Natural-language object grounding data:
────────────────

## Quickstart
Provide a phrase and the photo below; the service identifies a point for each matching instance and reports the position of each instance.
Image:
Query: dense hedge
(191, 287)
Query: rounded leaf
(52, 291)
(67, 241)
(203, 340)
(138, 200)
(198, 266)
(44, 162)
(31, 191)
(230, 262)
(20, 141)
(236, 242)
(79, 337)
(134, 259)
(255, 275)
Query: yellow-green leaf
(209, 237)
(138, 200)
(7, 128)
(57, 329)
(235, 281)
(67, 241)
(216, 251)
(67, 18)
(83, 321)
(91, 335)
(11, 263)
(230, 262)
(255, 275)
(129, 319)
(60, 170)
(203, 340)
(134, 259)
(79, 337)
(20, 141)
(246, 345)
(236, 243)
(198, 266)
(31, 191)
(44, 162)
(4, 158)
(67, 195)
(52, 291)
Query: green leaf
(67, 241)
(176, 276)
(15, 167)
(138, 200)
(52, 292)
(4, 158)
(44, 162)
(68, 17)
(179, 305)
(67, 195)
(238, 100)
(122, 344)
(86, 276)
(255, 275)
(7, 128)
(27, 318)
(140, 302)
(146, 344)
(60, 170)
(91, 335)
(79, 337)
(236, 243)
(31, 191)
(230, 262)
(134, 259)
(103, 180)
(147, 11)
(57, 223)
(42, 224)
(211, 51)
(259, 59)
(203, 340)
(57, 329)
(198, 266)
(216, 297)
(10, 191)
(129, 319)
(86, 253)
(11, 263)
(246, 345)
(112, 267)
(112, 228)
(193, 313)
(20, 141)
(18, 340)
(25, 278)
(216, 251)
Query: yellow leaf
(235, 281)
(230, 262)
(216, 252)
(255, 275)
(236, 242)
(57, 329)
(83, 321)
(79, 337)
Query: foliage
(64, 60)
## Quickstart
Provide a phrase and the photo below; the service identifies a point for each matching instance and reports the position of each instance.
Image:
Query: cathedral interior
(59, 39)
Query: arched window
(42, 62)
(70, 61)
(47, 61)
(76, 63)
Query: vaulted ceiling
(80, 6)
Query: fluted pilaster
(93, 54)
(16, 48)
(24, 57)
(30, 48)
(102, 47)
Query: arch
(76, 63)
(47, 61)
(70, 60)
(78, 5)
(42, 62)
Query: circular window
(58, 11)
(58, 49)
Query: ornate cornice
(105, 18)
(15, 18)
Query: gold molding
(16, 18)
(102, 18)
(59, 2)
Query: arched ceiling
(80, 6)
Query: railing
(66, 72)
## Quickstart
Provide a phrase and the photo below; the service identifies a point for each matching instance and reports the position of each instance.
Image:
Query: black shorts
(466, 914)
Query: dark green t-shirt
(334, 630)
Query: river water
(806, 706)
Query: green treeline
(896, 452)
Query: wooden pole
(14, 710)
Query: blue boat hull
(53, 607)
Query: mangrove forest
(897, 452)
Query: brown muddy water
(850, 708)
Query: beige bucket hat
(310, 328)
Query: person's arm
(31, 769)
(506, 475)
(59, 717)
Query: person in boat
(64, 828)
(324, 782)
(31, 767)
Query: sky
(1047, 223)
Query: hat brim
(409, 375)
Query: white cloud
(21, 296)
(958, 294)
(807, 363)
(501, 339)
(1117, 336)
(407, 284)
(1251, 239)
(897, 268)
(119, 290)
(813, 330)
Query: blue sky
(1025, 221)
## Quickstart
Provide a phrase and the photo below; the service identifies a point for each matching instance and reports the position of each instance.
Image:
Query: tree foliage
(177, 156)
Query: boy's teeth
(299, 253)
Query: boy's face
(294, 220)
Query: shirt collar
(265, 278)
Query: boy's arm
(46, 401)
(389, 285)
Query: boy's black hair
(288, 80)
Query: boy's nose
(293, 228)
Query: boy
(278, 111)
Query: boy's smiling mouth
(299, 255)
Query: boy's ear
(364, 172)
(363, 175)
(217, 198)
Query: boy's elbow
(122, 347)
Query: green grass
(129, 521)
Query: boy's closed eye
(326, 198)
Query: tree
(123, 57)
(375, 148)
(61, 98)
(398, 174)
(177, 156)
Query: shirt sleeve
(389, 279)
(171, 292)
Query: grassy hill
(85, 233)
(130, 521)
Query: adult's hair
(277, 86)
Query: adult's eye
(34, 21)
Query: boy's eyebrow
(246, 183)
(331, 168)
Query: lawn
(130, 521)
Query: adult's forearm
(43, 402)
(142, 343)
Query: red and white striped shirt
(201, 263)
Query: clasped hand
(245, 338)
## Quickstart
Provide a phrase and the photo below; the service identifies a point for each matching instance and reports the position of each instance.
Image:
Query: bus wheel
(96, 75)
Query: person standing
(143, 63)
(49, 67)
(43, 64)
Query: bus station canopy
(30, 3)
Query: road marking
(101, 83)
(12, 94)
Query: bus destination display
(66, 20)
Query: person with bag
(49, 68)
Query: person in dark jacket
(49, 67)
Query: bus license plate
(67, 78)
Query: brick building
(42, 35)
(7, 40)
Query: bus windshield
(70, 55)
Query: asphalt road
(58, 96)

────────────────

| The problem |
All records shown above are to be reproduced without any alteration.

| Finished exercise |
## Quickstart
Provide a phrase and the photo below; the service identifies a point for each matching instance and reports the position of each instance.
Image:
Query: dense hedge
(191, 287)
Query: rounded leaf
(52, 291)
(67, 241)
(203, 340)
(138, 200)
(198, 266)
(44, 162)
(31, 191)
(230, 262)
(20, 141)
(236, 242)
(79, 337)
(134, 259)
(255, 275)
Query: yellow-green leaf
(209, 237)
(138, 200)
(7, 128)
(57, 329)
(235, 281)
(67, 241)
(216, 251)
(67, 18)
(83, 321)
(91, 335)
(11, 263)
(230, 262)
(255, 275)
(129, 319)
(60, 170)
(203, 340)
(134, 259)
(79, 337)
(20, 141)
(246, 345)
(236, 243)
(198, 266)
(31, 191)
(44, 162)
(4, 158)
(67, 195)
(52, 291)
Query: green leaf
(67, 241)
(176, 276)
(15, 167)
(138, 200)
(52, 292)
(4, 158)
(44, 162)
(68, 17)
(179, 305)
(67, 195)
(238, 100)
(122, 344)
(86, 276)
(255, 275)
(7, 128)
(27, 318)
(140, 302)
(146, 344)
(60, 170)
(91, 335)
(79, 337)
(236, 243)
(31, 191)
(230, 262)
(134, 259)
(103, 180)
(147, 11)
(57, 223)
(42, 224)
(211, 51)
(259, 59)
(203, 340)
(57, 329)
(198, 266)
(216, 297)
(10, 191)
(129, 319)
(86, 253)
(11, 263)
(246, 345)
(112, 267)
(112, 228)
(193, 313)
(20, 141)
(18, 340)
(25, 278)
(216, 251)
Query: yellow leaf
(235, 281)
(230, 262)
(216, 252)
(255, 275)
(236, 242)
(57, 329)
(83, 321)
(79, 337)
Query: foliage
(64, 60)
## Quickstart
Provide a phrase and the photo below; the service identifies a point for each matching instance and reports the position of each instance.
Image:
Query: cathedral interior
(59, 39)
Query: arched window
(42, 62)
(70, 61)
(47, 61)
(76, 63)
Query: vaulted ceiling
(80, 6)
Query: fluted pilaster
(93, 54)
(16, 48)
(24, 57)
(30, 48)
(102, 47)
Query: arch
(76, 63)
(47, 61)
(70, 60)
(78, 5)
(42, 62)
Query: circular window
(58, 11)
(58, 49)
Query: ornate cornice
(105, 18)
(15, 18)
Query: gold molding
(16, 18)
(102, 18)
(59, 2)
Query: arched ceiling
(80, 6)
Query: railing
(66, 72)
## Quickstart
Provide a phrase and the photo below; the service identifies a point for each matching instance and reports the position of each instance.
Image:
Query: black shorts
(466, 914)
Query: dark green t-shirt
(334, 630)
Query: river water
(806, 706)
Query: green treeline
(896, 452)
Query: wooden pole
(14, 710)
Query: blue boat hull
(53, 607)
Query: mangrove forest
(897, 452)
Query: brown muddy water
(850, 708)
Query: beige bucket hat
(310, 328)
Query: person's arm
(31, 769)
(506, 475)
(59, 717)
Query: person in boat
(64, 828)
(324, 782)
(31, 767)
Query: sky
(1047, 223)
Query: hat brim
(409, 375)
Query: white cloud
(21, 296)
(958, 294)
(807, 363)
(501, 339)
(1117, 336)
(407, 284)
(1251, 239)
(897, 268)
(119, 290)
(813, 330)
Query: blue sky
(1025, 221)
## Quickstart
Provide a phrase and the photo below; the service identifies a point for each matching instance and reports the position of each instance.
Image:
Query: tree foliage
(177, 156)
Query: boy's teeth
(299, 253)
Query: boy's face
(294, 220)
Query: shirt collar
(265, 278)
Query: boy's arm
(46, 401)
(389, 285)
Query: boy's black hair
(288, 80)
Query: boy's nose
(293, 228)
Query: boy
(278, 111)
Query: boy's smiling mouth
(299, 255)
Query: boy's ear
(364, 172)
(363, 175)
(217, 198)
Query: boy's elbow
(122, 347)
Query: green grass
(129, 521)
Query: boy's closed eye
(326, 198)
Query: tree
(123, 57)
(375, 148)
(61, 98)
(398, 174)
(177, 156)
Query: shirt sleeve
(389, 279)
(171, 292)
Query: grassy hill
(85, 233)
(130, 521)
Query: adult's hair
(277, 86)
Query: adult's eye
(34, 21)
Query: boy's eyebrow
(246, 183)
(331, 168)
Query: lawn
(130, 521)
Query: adult's forearm
(43, 402)
(142, 343)
Query: red and white striped shirt
(201, 263)
Query: clasped hand
(245, 338)
## Quickstart
Provide a phrase and the photo below; the service identifies a point for each matching instance and reports the position of each instance.
Image:
Query: bus wheel
(96, 75)
Query: person standing
(143, 63)
(49, 67)
(43, 64)
Query: bus station canopy
(30, 3)
Query: road marking
(101, 83)
(12, 94)
Query: bus destination display
(66, 20)
Query: person with bag
(49, 68)
Query: person in dark jacket
(49, 67)
Query: bus license plate
(67, 78)
Query: brick building
(42, 35)
(7, 40)
Query: bus windshield
(70, 55)
Query: asphalt road
(58, 96)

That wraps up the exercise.